< 1 Samuël 30 >

1 Het geschiedde nu, als David en zijn mannen den derden dag te Ziklag kwamen, dat de Amalekieten in het zuiden en te Ziklag ingevallen waren, en Ziklag geslagen, en dezelve met vuur verbrand hadden;
On the third day David and his men arrived in Ziklag, and the Amalekites had raided the Negev, attacked Ziklag, and burned it down.
2 En dat zij de vrouwen, die daarin waren, gevankelijk weggevoerd hadden; doch zij hadden niemand doodgeslagen, van den kleinste tot den grootste, maar hadden ze weggevoerd en waren huns weegs gegaan.
They had taken captive the women and all who were there, both young and old. They had not killed anyone, but had carried them off as they went on their way.
3 En David en zijn mannen kwamen aan de stad, en ziet, zij was met vuur verbrand; en hun vrouwen, en hun zonen en hun dochteren waren gevankelijk weggevoerd.
When David and his men came to the city, they found it burned down and their wives and sons and daughters taken captive.
4 Toen hief David en het volk, dat bij hem was, hun stem op, en weenden, tot dat er geen kracht meer in hen was om te wenen.
So David and the troops with him lifted up their voices and wept until they had no strength left to weep.
5 Davids beide vrouwen waren ook gevankelijk weggevoerd, Ahinoam, de Jizreelietische, en Abigail, de huisvrouw van Nabal, den Karmeliet.
David’s two wives, Ahinoam of Jezreel and Abigail the widow of Nabal of Carmel, had been taken captive.

Bewaarde gegevens
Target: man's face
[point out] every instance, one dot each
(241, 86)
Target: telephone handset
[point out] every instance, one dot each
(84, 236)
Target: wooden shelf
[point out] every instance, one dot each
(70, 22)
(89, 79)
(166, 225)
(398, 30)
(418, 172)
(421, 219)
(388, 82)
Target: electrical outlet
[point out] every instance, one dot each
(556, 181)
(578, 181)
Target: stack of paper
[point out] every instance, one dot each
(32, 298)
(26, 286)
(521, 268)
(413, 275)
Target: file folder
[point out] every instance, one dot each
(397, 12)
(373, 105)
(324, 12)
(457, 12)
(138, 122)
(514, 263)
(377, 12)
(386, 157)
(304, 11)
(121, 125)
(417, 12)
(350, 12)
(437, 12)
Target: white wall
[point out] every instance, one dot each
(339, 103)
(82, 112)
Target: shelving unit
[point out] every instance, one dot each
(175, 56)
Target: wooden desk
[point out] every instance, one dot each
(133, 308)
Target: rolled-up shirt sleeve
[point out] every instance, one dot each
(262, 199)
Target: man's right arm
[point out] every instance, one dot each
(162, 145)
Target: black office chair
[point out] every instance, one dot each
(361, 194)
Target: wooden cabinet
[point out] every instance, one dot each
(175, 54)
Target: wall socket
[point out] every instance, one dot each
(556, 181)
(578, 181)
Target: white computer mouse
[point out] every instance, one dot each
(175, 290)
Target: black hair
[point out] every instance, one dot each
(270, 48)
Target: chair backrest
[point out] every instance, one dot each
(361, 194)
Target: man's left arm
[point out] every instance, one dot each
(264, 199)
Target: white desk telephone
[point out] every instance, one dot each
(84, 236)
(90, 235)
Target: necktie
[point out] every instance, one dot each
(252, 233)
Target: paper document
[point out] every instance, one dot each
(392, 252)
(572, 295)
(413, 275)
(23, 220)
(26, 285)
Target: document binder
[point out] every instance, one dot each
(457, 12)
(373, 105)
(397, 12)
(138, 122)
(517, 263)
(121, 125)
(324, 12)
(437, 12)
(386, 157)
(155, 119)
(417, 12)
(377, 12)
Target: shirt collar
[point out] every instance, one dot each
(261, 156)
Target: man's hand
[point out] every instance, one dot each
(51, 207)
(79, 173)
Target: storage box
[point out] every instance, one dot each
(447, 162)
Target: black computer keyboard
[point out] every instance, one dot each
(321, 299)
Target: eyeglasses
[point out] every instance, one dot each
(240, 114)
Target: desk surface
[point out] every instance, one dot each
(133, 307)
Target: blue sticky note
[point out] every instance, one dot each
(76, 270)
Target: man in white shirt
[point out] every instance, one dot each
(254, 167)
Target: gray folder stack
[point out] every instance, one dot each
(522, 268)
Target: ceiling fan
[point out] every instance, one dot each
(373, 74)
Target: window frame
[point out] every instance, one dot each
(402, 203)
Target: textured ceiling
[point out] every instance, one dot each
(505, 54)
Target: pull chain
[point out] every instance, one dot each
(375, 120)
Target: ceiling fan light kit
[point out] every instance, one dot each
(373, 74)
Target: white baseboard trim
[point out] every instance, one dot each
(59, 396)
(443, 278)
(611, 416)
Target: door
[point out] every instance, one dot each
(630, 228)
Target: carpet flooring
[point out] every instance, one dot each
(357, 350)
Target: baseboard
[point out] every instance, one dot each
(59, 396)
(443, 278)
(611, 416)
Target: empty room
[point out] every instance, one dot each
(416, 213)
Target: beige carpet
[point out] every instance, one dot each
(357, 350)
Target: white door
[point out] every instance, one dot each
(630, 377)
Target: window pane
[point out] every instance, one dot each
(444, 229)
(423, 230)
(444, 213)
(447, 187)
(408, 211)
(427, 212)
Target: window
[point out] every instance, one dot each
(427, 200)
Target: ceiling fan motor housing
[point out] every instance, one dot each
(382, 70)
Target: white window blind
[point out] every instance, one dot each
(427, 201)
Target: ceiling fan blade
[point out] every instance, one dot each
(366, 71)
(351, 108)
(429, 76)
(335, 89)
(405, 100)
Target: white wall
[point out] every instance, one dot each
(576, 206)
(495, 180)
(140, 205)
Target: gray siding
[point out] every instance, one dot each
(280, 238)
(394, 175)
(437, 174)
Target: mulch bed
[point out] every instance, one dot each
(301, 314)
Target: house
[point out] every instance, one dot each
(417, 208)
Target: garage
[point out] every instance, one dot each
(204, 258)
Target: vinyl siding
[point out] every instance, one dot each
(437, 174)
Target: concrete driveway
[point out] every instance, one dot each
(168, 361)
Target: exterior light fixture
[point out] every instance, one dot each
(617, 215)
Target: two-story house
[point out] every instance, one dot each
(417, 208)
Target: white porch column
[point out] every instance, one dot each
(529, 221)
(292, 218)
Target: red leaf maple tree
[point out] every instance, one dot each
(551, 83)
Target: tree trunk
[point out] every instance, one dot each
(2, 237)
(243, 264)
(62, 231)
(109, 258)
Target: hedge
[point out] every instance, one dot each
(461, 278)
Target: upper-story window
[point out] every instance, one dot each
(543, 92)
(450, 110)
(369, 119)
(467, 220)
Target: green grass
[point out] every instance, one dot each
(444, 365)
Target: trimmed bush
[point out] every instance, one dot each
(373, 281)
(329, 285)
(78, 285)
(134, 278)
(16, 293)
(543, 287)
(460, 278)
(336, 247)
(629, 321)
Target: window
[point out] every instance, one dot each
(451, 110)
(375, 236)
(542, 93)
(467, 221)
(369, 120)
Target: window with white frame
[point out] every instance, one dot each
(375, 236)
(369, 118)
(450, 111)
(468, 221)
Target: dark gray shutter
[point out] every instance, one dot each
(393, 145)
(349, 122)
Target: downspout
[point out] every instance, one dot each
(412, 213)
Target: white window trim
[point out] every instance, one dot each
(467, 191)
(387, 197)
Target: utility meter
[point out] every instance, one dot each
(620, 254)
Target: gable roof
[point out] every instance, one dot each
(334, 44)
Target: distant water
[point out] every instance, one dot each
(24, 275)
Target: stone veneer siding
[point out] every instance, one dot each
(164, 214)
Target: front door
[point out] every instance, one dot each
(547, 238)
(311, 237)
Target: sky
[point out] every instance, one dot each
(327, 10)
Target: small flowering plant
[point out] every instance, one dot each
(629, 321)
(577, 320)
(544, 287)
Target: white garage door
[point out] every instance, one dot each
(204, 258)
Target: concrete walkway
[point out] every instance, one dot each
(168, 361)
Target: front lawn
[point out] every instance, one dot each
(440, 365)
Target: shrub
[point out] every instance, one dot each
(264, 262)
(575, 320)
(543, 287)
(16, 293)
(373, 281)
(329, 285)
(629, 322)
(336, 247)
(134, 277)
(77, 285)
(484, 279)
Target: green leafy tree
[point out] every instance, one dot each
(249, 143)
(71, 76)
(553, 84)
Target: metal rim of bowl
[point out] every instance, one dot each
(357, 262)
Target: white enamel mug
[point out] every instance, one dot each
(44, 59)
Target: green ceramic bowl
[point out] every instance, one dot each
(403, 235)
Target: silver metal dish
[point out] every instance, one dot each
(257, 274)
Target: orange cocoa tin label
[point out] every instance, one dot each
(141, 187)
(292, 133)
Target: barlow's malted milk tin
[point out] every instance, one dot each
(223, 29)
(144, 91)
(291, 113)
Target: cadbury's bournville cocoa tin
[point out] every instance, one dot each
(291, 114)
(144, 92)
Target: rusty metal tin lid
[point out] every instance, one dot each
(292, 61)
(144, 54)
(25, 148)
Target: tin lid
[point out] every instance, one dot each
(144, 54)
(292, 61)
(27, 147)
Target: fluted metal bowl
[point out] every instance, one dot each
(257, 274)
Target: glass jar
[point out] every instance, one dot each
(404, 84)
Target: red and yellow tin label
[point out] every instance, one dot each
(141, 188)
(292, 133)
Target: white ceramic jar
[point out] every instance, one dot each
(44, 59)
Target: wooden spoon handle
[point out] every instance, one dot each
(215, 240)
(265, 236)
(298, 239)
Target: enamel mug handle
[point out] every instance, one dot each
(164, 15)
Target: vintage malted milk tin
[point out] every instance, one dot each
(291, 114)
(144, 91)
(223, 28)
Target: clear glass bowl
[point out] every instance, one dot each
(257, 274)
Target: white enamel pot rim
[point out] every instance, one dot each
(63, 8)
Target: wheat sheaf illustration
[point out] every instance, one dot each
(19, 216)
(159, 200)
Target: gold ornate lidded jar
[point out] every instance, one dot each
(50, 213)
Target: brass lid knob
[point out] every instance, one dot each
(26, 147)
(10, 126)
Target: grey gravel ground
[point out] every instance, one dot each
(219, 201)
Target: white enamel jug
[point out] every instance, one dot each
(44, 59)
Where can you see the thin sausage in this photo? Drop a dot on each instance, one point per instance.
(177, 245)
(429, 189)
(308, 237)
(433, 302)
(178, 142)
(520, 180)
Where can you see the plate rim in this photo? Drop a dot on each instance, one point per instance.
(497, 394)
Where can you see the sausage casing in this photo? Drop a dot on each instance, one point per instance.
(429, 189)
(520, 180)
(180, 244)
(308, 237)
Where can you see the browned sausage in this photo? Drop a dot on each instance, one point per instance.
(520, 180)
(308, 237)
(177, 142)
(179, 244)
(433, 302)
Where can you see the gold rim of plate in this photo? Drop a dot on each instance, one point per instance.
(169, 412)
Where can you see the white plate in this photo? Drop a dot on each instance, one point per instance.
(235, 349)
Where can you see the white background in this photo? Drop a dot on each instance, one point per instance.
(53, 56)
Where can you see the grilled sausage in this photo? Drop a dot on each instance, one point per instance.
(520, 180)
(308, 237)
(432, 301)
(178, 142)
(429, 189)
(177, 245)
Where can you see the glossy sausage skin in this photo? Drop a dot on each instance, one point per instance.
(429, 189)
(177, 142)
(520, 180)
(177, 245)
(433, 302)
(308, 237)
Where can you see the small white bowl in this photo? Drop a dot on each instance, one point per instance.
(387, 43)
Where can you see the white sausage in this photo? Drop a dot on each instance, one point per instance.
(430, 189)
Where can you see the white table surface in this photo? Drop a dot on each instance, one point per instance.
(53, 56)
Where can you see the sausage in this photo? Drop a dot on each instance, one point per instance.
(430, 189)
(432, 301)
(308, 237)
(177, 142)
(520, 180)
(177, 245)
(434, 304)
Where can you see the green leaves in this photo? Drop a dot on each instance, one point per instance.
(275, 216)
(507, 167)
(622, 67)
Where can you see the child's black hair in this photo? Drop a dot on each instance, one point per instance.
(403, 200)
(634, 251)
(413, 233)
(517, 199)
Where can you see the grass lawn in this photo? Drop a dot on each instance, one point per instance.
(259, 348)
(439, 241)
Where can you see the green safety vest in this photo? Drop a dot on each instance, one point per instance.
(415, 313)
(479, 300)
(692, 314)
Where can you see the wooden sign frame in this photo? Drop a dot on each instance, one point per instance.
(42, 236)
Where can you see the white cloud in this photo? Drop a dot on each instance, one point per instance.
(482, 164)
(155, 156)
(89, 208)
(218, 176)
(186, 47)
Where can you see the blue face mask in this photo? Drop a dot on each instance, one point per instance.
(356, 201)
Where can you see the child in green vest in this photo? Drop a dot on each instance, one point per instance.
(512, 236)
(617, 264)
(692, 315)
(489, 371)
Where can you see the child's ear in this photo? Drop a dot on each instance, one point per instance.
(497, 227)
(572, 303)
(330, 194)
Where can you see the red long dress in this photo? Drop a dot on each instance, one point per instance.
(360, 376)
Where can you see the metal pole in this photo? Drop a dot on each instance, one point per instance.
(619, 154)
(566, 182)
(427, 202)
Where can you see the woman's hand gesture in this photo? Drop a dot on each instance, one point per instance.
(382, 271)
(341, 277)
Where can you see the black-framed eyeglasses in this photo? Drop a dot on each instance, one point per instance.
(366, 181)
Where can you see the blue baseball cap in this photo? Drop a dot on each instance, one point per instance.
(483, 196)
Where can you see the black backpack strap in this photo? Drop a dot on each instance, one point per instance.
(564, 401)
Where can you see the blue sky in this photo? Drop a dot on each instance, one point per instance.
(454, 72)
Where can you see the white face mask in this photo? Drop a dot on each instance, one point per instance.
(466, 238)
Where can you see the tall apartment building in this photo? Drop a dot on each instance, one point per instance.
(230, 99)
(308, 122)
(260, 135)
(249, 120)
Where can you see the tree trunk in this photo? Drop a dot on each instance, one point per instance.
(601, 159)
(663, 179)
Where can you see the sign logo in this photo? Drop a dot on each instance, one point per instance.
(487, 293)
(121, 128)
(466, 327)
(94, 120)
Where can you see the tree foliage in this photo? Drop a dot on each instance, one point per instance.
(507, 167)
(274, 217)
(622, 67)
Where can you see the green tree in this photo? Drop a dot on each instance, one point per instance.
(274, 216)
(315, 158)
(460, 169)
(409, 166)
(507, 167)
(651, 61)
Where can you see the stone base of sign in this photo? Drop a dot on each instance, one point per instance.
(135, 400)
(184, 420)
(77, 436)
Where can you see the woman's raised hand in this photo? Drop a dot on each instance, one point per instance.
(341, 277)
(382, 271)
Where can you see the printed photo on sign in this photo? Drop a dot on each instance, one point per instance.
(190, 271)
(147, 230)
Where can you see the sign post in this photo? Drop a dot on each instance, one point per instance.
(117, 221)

**Opdracht**
Noem alle personen die in de bijbeltekst uit 1 Samuël 30 bij naam worden genoemd. De gegevens staan helemaal los van de bijbeltekst.

**Het antwoord**
David, Ahinoam, Abigail, Nabal